# MTB-Marathon Wiesbaden



## Tauchsieder (8. Oktober 2001)

Hallo Leute,

was haltet ihr von einem permanenten Marathon???

Z.B. jedes vierte Wochenende samstags???

Dauer 6 Stunden, 120 Kilometer, 1800 Höhenmeter???

Müßte allerdings in oder der näheren Umgebung von Wiesbaden sein, denn Rad aus dem Keller holen und in's Auto packen ist nicht. Es sei denn, es macht noch jemand aus Wiesbaden mit und wir fahren gemeinsam wo hin.


Gruß

Tauchsieder


----------



## Lutz (8. Oktober 2001)

Tja, das mit dem Marathon-Fahren ist bei mir jetzt kein Thema mehr, da zeitlich bedingt die Saison für mich gelaufen ist.

**DIE AUFGABE:** Erläutern Sie anhand des Auszugs, weshalb Tauchsieder den Marathon in oder nahe Wiesbaden abhalten möchte.

**Einträge zur Lokalisierung benannter Dinge:**
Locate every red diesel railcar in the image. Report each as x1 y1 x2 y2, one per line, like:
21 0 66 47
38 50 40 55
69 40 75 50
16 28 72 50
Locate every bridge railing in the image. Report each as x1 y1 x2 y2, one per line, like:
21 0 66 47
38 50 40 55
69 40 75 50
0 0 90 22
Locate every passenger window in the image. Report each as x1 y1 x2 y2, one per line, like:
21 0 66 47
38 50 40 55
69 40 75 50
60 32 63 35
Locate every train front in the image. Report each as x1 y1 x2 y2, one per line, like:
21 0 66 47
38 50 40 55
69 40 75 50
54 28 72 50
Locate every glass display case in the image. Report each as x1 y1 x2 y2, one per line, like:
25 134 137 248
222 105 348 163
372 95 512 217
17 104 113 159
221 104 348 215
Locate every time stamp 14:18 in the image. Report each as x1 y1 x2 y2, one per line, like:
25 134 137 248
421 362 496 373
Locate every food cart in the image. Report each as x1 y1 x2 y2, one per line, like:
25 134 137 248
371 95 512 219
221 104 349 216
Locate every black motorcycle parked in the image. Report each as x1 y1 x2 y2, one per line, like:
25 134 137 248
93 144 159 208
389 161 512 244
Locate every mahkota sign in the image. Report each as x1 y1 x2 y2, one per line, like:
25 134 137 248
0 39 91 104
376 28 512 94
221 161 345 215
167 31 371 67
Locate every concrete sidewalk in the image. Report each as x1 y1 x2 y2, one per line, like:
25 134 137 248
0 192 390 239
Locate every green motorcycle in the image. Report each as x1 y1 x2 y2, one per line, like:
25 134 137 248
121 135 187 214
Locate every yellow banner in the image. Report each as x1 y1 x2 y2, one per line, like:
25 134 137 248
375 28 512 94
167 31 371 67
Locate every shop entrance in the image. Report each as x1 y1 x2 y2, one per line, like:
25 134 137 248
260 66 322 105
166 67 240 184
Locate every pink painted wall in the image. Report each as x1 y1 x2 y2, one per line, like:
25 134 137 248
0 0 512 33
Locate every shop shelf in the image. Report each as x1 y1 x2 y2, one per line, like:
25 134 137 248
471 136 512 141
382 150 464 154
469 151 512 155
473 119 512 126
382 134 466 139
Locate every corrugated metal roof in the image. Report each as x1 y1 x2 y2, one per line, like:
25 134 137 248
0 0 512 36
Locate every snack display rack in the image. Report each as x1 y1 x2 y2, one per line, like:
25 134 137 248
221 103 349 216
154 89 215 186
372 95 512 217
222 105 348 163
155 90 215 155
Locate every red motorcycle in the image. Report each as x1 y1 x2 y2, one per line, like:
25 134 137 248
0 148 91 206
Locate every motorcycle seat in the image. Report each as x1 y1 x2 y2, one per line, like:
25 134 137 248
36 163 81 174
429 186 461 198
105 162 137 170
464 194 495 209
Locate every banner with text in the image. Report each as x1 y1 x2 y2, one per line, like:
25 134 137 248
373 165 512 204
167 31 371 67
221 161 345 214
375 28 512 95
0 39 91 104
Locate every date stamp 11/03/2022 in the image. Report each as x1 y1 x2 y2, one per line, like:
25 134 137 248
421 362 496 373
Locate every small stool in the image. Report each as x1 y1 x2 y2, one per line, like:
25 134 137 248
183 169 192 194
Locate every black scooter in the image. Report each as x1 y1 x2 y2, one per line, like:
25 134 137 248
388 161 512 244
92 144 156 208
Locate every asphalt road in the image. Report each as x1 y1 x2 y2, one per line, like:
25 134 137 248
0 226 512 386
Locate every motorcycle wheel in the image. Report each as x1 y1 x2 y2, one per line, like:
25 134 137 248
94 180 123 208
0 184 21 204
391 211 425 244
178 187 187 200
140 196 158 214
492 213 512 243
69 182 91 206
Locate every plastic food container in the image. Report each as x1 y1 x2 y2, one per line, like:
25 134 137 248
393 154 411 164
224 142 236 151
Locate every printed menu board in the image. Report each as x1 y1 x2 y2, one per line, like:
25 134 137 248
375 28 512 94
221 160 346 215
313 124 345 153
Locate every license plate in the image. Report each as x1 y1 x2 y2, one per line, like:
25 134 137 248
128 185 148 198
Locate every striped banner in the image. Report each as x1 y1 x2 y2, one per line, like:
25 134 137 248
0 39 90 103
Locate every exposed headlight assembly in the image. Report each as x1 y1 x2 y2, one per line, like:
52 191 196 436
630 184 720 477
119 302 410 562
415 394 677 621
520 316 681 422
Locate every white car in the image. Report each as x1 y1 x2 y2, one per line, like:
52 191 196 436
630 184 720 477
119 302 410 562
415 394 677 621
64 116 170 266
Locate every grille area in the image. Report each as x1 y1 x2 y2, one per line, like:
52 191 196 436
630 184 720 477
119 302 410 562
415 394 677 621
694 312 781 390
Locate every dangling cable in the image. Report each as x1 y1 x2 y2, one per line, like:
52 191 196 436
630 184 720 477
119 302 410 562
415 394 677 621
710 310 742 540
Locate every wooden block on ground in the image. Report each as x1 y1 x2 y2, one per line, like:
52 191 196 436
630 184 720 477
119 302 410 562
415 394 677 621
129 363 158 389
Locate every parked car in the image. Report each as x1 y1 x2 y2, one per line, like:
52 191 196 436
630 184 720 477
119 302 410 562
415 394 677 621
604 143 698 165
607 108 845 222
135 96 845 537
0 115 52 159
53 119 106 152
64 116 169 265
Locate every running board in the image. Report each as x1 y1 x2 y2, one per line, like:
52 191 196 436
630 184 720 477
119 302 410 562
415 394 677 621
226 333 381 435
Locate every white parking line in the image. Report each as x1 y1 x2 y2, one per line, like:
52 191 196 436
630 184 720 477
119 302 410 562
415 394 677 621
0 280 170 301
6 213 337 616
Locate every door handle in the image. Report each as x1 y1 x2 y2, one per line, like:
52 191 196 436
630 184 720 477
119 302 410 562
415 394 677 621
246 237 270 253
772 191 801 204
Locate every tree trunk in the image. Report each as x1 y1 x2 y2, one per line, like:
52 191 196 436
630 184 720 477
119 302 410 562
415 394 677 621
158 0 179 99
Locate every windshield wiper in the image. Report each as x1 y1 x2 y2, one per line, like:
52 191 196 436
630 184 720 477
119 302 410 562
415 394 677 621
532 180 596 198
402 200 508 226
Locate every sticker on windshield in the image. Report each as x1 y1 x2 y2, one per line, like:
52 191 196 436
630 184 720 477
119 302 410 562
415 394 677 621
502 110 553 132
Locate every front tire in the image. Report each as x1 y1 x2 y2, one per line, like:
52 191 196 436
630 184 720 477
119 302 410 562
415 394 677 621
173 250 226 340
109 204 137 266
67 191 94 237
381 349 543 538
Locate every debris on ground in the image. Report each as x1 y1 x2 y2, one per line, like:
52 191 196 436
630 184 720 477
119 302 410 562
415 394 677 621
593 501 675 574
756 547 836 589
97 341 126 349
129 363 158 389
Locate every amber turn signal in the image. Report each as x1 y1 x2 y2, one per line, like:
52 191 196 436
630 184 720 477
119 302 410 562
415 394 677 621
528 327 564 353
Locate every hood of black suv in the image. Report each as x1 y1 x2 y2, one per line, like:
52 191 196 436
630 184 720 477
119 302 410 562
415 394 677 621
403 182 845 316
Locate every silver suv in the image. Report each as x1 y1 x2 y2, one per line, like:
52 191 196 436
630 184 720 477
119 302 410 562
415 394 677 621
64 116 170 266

**ANTWORT ZUR AUFGABE:** Tauchsieder möchte das Rad nicht aus dem Keller holen und ins Auto packen, daher müsste der Marathon in Wiesbaden oder dessen näherer Umgebung stattfinden. Eine Ausnahme wäre nur möglich, wenn noch jemand aus Wiesbaden mitmacht und man gemeinsam irgendwohin fährt.